SHORT EXERCISE: Continue the x42 update log below from the point where it stops.

TEXT EXTRACT:

%%

And I'm adding new features all the time.
09-Aug-2007
The exporter just got a major upgrade with a vastly improved triangle grouping algorithm that significantly reduces the number of final groups (each of which displays much better adjacency characteristics).
01-Jun-2007
Anyone that's been following the commit log recently will note a flurry of activity in the x42make and x42maya projects, along with some minor loader code updates in libx42. Here's a breakdown of what's changed:
- Interior bones (those that have no tags or influences attached to them) are now collapsed into their children. This shaves off a large number of bones when working with a complex rig that includes a lot of helper nodes.
- Constant bones (those that have constant-valued animation tracks) are now collapsed into their children (including child bones, attached influences, and any attached tags). Again, this trims off a lot of helper nodes (for example the root-offset bone is no longer exported).
- The rotation data track is now stored as 4 shorts rather than as 4 floats. This has shaved quite a bit off of the file size since any complex model's animation data is mostly rotation.
- The model format now allows the normals, tangent basis, and attribute (texture coordinates and vertex colors) data chunks to be omitted. This can save quite a bit of file space if you don't need that data.
30-Apr-2007
Been a long time since I posted an update on this site. A lot's been done with the x42 format since the last update. We now have an open-source runtime x42 implementation and a dedicated x42 exporter available on the site.
21-Jul-2006
Been a while since I updated this site (as though you couldn't tell by the date). Anyways, as we move closer to publishing a ton of code, I'm finally taking the time to document the x42 format and write up a mini-tutorial on how to actually integrate it into a Quake 3 (or any) engine.
The main section titles have already gone up, and I'll be filling in the missing wiki pages as I can.
Stay tuned for more!
10-Jul-2006
Turns out I'd completely forgotten to run x42 models through mesh strip generation, so the generated triangles were pretty much random (for all I know). This has now been fixed.
13-Jun-2006
Testing with various character models showed that the default track cleaning code was a bit too aggressive on rotations. I've decreased the tolerance for rotation track cleanup and changed the cleanup algorithm slightly to compensate. This has made the test cases look much better. The cost is increased file size.
18-May-2006
As promised, x42 now has a new format. All of the old info is still in the file except that the vertex data has been split into multiple streams. The four new streams are:
- Position and weighting information.

%%

DATASET EXTRACT:
%%

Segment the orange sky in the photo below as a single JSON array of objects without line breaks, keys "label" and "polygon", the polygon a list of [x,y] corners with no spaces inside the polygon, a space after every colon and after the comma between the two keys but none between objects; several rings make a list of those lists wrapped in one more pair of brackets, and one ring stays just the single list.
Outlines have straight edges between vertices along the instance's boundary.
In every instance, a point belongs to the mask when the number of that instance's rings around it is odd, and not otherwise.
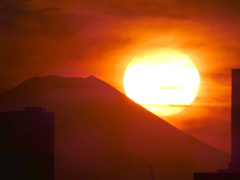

%%

ANSWER TO THE PROBLEM:
- Normal.
- Tangent, bitangent, with the value of dot( normal, cross( tangent, bitangent ) ), which is always plus or minus 1, packed into the w coordinate of each.
- Texture coordinate and color.
The reason for the split is that some (in fact most) effects and materials don't actually need all of the vertex attributes, and this allows as little or as much information to be sent up to the graphics card as necessary.
If anyone's thinking that I've split the normals form the tangent and bitangent because I don't usually need the tangent or bitangent, think again. It's actually the other way around since I'm reconstructing the normal from the tangent and bitangent post transformation (thus the packed dot product). I'm doing it this way because it eliminates the need to compute (or approximate) the inverse transpose of the modelview matrix per vertex.
17-May-2006
Anyone working with the x42 format is in for a shock: I'm changing it. I just finished the first bit of coding for a new render engine and the new format is going to be much more efficient under the new design. It also opens up an interesting alternative when animating normals. More tomorrow...
12-Apr-2006
The exporter now properly removes useless animation track elements. Basically, any keys that lie in the same line (or whatever the geometric equivalent is for quaternions) get culled down to the first and last entry. In the case of a still bone, it goes down to just the last element (which is all the format demands in that case).
It works pretty well so far. We've run several complex characters through it and we've seen file sizes drop from ~4MB to ~300K with no noticable change in the visuals. How's that for useful?